=== Records provided ===

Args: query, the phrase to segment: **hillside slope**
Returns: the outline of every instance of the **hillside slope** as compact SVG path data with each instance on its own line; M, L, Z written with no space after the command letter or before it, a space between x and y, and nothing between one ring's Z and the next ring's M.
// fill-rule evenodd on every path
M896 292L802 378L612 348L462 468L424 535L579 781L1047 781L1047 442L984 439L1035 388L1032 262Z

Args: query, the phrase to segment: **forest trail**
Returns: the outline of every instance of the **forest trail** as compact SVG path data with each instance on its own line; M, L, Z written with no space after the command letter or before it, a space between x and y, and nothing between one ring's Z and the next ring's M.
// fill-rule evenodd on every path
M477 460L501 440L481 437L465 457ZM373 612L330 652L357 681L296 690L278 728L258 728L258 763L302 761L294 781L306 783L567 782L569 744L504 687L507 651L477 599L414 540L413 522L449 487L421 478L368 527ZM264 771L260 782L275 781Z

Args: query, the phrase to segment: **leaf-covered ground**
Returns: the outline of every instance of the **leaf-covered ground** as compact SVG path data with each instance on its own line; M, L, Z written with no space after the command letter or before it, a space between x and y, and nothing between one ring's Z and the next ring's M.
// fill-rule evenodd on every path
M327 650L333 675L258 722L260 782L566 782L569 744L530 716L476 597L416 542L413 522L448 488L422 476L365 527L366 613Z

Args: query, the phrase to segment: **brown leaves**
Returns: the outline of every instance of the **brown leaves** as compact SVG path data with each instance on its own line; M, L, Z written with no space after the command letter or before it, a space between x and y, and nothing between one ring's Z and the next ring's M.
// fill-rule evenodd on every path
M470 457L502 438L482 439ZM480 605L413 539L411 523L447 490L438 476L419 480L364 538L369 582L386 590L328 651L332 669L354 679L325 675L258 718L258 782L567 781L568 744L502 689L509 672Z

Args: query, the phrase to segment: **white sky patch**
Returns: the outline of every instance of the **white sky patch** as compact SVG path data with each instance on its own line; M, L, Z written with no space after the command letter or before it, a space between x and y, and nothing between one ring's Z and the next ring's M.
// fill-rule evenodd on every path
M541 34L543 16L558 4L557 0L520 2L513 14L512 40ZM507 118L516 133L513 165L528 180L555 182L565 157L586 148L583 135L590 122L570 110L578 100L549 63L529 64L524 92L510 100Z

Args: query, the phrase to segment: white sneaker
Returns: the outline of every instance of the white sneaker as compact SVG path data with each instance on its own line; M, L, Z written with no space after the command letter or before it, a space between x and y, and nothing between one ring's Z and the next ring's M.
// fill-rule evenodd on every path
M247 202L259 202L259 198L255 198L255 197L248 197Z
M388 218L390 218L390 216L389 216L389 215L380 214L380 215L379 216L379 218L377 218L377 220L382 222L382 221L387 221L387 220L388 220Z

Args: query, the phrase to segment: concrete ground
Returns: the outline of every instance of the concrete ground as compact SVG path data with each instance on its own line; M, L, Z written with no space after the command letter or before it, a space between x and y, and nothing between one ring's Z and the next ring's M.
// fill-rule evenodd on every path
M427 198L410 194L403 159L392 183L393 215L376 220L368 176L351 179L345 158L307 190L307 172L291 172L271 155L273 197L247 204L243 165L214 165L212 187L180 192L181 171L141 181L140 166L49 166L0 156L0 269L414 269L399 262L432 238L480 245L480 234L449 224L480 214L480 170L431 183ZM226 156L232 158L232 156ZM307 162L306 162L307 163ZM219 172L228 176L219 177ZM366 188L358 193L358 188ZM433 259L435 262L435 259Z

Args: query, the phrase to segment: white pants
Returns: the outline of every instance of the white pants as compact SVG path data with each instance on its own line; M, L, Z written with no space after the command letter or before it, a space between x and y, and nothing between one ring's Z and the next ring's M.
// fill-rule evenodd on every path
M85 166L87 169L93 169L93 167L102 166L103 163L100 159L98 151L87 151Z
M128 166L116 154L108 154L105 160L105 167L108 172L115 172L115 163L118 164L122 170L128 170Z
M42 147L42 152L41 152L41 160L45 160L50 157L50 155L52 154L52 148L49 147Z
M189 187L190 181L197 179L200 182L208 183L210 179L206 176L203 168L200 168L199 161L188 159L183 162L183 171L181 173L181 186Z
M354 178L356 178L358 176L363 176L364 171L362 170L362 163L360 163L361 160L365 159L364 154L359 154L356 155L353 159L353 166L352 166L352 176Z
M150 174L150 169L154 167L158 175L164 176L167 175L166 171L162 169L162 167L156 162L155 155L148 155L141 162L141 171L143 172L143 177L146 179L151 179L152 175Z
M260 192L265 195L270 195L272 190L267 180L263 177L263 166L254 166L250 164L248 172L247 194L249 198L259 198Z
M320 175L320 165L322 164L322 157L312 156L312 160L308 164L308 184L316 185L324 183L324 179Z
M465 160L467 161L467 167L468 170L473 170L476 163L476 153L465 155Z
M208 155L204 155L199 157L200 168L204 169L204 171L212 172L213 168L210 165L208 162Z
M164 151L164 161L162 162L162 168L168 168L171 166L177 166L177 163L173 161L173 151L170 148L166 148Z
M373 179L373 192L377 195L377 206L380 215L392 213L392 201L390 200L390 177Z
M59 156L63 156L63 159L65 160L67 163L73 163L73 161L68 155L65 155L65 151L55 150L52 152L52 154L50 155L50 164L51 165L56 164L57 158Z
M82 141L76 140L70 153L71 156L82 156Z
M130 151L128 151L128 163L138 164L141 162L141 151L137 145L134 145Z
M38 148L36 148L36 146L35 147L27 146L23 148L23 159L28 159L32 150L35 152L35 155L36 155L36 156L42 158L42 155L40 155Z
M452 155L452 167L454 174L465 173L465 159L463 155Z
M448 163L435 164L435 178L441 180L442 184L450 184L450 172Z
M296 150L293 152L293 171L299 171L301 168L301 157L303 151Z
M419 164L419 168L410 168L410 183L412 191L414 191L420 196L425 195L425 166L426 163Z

===

§ Problem requirements: Swap every "compact" in the material above for "condensed" and leave the rest as it was.

§ Result for this task:
Args: query, the phrase to segment: **hillside slope**
Returns: the outline of every instance of the **hillside slope** as condensed SVG path data with each instance on its own line; M, L, Z written with no space after the command letter or before it, a space between x and y, and nothing between one ring's Z and the next ring's M.
// fill-rule evenodd on every path
M896 292L802 378L612 348L462 468L424 535L579 781L1047 781L1047 442L984 439L1035 388L1032 262Z

Args: query, the phrase to segment: **forest trail**
Returns: the outline of every instance of the **forest trail** as condensed SVG path data with each instance on its own line; M, L, Z written with no space after the command letter or before it, a space between x and y, and nothing between one ring's Z and the next ring's M.
// fill-rule evenodd on every path
M477 460L501 440L481 437L465 457ZM373 612L330 652L357 681L296 690L278 728L258 728L258 763L302 761L294 781L306 783L567 782L569 744L504 687L507 651L477 599L414 540L413 522L449 487L421 478L368 527ZM264 771L260 782L275 781Z

Args: query, the phrase to segment: **leaf-covered ground**
Returns: the outline of every instance of the **leaf-covered ground** as condensed SVG path data with each instance on its own line; M, L, Z written with no space after the command letter or before it, a space between x and y, and nothing between one ring's Z and the next ring's M.
// fill-rule evenodd on every path
M327 650L333 675L258 722L260 782L566 782L569 744L530 716L476 597L416 542L413 522L448 488L422 476L365 527L366 613Z

Args: query, the phrase to segment: **brown leaves**
Returns: the outline of every instance of the **brown leaves** as condensed SVG path data with each instance on its own line; M, L, Z written with no space after the command letter or before it, a space between x and y, and nothing between one ring's Z and the next ring's M.
// fill-rule evenodd on every path
M470 457L502 438L482 439ZM480 605L413 539L411 523L447 490L438 476L419 480L364 538L369 582L386 590L328 651L332 669L354 679L325 675L258 718L258 782L567 781L568 744L502 689L509 672Z

Args: query, the phrase to segment: **white sky patch**
Returns: the outline of every instance of the **white sky patch** as condensed SVG path data with each instance on its own line; M, L, Z written with no space after the command letter or before it, a space between x and y, and nothing between one ring's Z and the next ring's M.
// fill-rule evenodd on every path
M541 34L543 16L558 4L557 0L520 2L513 14L512 40ZM507 118L516 133L513 165L528 180L555 182L565 157L586 148L583 135L590 122L570 110L578 100L549 63L529 64L524 92L510 100Z

Args: query, the phrase to segment: white sneaker
Returns: the outline of every instance of the white sneaker as condensed SVG path data with each instance on its own line; M, L, Z written with no space after the command letter or before it, a space between x and y, and nothing between one ring's Z and the next ring's M.
// fill-rule evenodd on every path
M247 202L259 202L259 198L255 198L255 197L248 197Z
M388 218L390 218L390 216L389 216L389 215L380 214L380 215L379 216L379 218L377 218L377 220L382 222L382 221L387 221L387 220L388 220Z

Args: query, the phrase to segment: concrete ground
Returns: the outline of every instance of the concrete ground as condensed SVG path data with each instance on its own line; M, L, Z written with no space after the command letter or before it, a space between x and y, and nothing between one ring's Z and the next ring's M.
// fill-rule evenodd on every path
M427 198L410 194L403 159L392 183L393 215L376 220L368 176L351 179L345 158L307 190L307 172L291 172L271 155L273 197L247 204L243 165L214 165L212 187L180 192L181 171L141 181L140 166L49 166L0 156L0 269L414 269L399 262L432 238L480 245L480 234L449 224L480 214L480 170L431 183ZM226 156L232 158L232 156ZM307 162L306 162L307 163ZM219 172L228 176L219 177ZM366 188L358 193L358 188ZM433 259L435 262L435 259Z

Args: query, the phrase to segment: white pants
Returns: the outline of every instance of the white pants as condensed SVG path data with each instance on its own line; M, L, Z written with no space after the command letter or before it, a space between x and y, and nothing between one ring's Z and the next ring's M.
// fill-rule evenodd on every path
M85 166L87 169L93 169L93 167L102 166L103 163L100 159L98 151L87 151Z
M128 166L116 154L108 154L105 160L105 167L108 172L115 172L115 163L118 164L122 170L128 170Z
M42 147L42 152L41 152L41 160L45 160L50 157L50 155L52 154L52 148L49 147Z
M189 187L190 181L197 179L200 182L208 183L210 179L206 176L203 168L200 168L199 161L188 159L183 162L183 171L181 173L181 186Z
M354 178L356 178L358 176L363 176L364 171L362 170L362 163L360 163L361 160L365 159L364 154L359 154L356 155L353 159L353 166L352 166L352 176Z
M150 174L150 169L154 167L158 175L164 176L167 175L166 171L162 169L162 167L156 162L155 155L148 155L141 162L141 171L143 172L143 177L146 179L151 179L152 175Z
M260 192L265 195L270 195L272 190L267 180L263 177L263 166L254 166L250 164L248 172L247 194L249 198L259 198Z
M320 175L320 165L322 164L322 157L312 156L312 160L308 164L308 184L316 185L324 183L324 179Z
M465 160L467 161L467 167L468 170L473 170L476 163L476 153L465 155Z
M208 155L204 155L199 157L200 168L204 169L204 171L212 172L213 168L210 165L208 162Z
M164 151L164 161L162 162L162 168L168 168L171 166L177 166L177 163L173 161L173 151L170 148L166 148Z
M373 179L373 192L377 195L377 206L380 215L392 213L392 201L390 200L390 177Z
M59 156L63 156L63 159L65 160L67 163L73 163L73 161L68 155L65 155L65 151L55 150L52 152L52 154L50 155L50 164L51 165L56 164L57 158Z
M82 141L76 140L70 153L71 156L82 156Z
M130 151L128 151L128 163L138 164L141 162L141 151L137 145L134 145Z
M38 148L36 148L36 146L35 147L27 146L23 148L23 159L28 159L32 150L35 152L35 155L36 155L36 156L42 158L42 155L40 155Z
M452 155L452 167L454 174L465 173L465 159L463 155Z
M448 163L435 164L435 178L441 180L442 184L450 184L450 172Z
M296 150L293 152L293 171L299 171L301 168L301 157L303 151Z
M419 164L419 168L410 168L410 183L412 191L414 191L420 196L425 195L425 166L426 163Z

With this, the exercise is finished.